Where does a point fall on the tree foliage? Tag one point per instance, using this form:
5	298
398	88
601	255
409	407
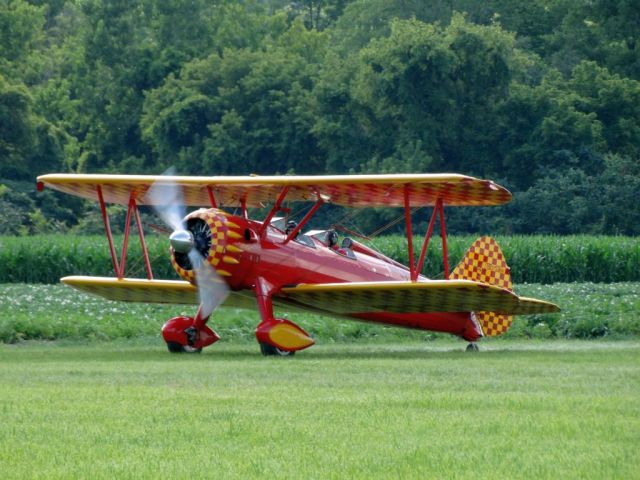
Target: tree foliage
...
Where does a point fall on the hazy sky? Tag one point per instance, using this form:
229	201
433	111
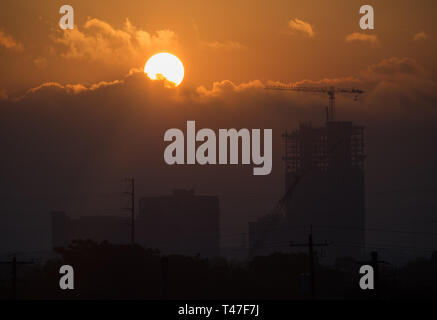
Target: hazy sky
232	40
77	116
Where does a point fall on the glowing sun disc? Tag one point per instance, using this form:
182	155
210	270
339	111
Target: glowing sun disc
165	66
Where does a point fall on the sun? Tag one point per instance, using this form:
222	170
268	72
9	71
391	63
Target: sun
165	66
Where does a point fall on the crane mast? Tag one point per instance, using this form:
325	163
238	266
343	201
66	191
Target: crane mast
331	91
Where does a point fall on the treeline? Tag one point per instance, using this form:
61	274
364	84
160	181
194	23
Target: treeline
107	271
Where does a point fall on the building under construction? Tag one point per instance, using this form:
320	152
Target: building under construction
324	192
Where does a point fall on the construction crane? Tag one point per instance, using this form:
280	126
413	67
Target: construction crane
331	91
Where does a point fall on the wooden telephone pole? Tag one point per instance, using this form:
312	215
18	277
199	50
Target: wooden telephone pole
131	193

**INSTRUCTIONS TO FOLLOW:**
Everything above from the line with "Where does a point fall on the tree foliage?" through the line with "Target: tree foliage" should be retyped exactly, and nothing else; omit pictures.

**WRITTEN SOLUTION:**
Where does a point fall on the tree foliage? Tag one point per instance, using this form:
5	298
398	88
601	255
409	407
Target: tree foliage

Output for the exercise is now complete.